* [STATED EXERCISE] Copy every one of the rows below word for word, but leave the pictures out of your copy.

[begin GIVEN INFORMATION]

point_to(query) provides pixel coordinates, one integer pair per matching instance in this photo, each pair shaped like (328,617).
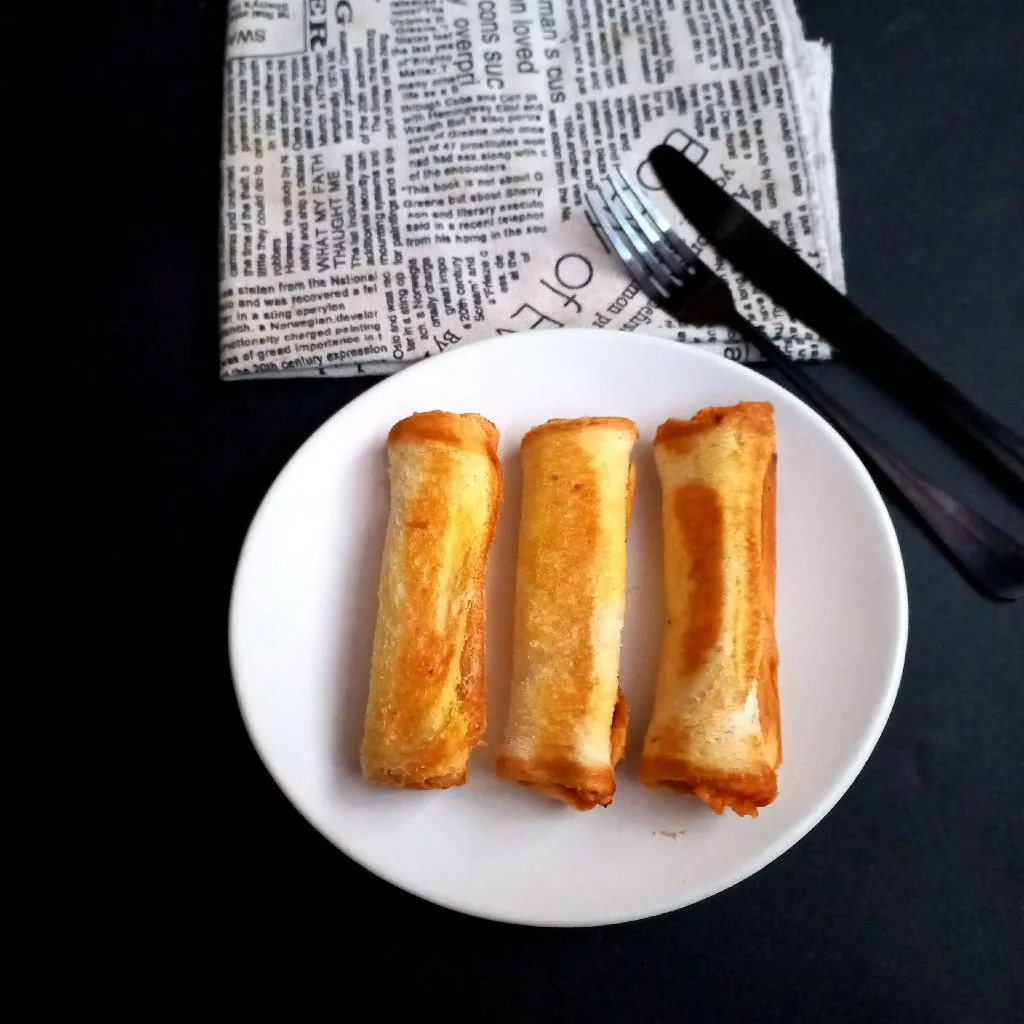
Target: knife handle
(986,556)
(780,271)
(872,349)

[end GIVEN INFORMATION]

* [FINISHED EXERCISE]
point_to(query) provides pixel coordinates, one integer pair per matching instance in this photo, each pair shaped like (328,617).
Target: knife handle
(986,556)
(780,271)
(872,349)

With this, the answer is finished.